Reading passage:
——

A third-grade, primary school student from the Mfou District of Cameroon in Central Africa deposits saliva into a tube that is part of a new test that can detect malaria before symptoms occur. (Photo provided by Rhoel Dinglasan.)
An easy-to-use saliva test to screen for the parasite that causes malaria has been developed by a team of researchers led by a University of Florida scientist.
The non-invasive “spit test” could be a key tool in efforts to eradicate malaria, which kills a child every two minutes, says UF infectious diseases researcher Rhoel Dinglasan. The study on the test was published today in Science Translational Medicine.
Currently, clinicians test for malaria using a blood test, but the test has drawbacks that reduce its effectiveness. The test requires skin pricks that often are stressful for children and their parents. Blood tests often are less reliable because subclinical infections with the parasites that cause malaria can be missed by such tests, leading some patients to come down with malaria although they believed they were malaria-free. The tests also require an infrastructure, such as mobile clinics and trained staff, and can lead to accidental exposure to blood for both patients and clinic workers.

——

(Collected data)
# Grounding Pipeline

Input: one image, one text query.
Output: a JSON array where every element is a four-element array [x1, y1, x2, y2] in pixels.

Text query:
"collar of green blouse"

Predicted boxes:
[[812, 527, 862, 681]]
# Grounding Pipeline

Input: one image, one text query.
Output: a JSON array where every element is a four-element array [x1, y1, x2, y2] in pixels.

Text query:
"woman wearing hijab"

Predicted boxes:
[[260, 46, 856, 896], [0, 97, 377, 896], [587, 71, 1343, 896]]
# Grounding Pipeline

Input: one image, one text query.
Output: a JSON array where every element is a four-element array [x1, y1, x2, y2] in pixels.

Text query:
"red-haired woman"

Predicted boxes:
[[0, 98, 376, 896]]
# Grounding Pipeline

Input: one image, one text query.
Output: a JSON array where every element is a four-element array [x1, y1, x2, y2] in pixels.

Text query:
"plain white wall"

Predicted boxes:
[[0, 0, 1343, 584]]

——

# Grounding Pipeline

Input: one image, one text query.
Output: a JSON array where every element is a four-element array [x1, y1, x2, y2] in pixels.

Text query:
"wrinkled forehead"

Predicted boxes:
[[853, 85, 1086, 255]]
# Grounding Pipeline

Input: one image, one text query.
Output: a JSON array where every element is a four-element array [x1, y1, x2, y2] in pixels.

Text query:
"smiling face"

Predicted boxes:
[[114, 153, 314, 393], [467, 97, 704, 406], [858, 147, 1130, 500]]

——

Activity 1:
Answer these questions using the article on the malaria saliva test above:
(a) Which district and country is the third-grade student in the photo from?
(b) In which journal was the study on the test published?
(c) How often does malaria kill a child, according to Rhoel Dinglasan?
Activity 2: Extract, word for word, the part of the article on the malaria saliva test that opens with the words containing "An easy-to-use saliva" and closes with "of Florida scientist.".
Activity 3: Extend the article on the malaria saliva test by continuing it from the point where it stops.

Response box 1:
(a) The Mfou District of Cameroon, in Central Africa.
(b) Science Translational Medicine.
(c) Every two minutes.

Response box 2:
An easy-to-use saliva test to screen for the parasite that causes malaria has been developed by a team of researchers led by a University of Florida scientist.

Response box 3:
By contrast, the saliva test requires only spitting into a tube, and the test can be administered outside a clinical setting, ideally in schools or community centers, Dinglasan says. Early detection can lead to early treatment and the prevention of disease and further transmission of malaria.
“What if we can identify a child before they get sick because there’s something in their saliva,” Dinglasan says. “If we get to them earlier, they can be cured well before they get the disease.”
Early, subclinical detection of malaria is crucial to malaria eradication because individuals who carry the parasite without exhibiting symptoms are the reservoir that leads to infection of mosquitoes and transmission of the disease. Detecting the presence of the parasite before symptoms appear can save lives because malaria often erupts just days after the parasite can be detected.
The saliva test detects a novel biomarker for Plasmodium falciparum parasites. In some areas of the world, the parasites have acquired a mutation and are therefore no longer detected by the blood-based tests, Dinglasan says. But the saliva test detects an essential protein the parasite needs for survival, which should avoid the problem of mutation and keep the test effective long-term. The diagnostic test detects female parasites circulating in an infected human who is asymptomatic but is carrying the parasite and likely to come down with malaria within a week. The advantage of detecting females over males is that there are four times as many female parasites as males in an infected human.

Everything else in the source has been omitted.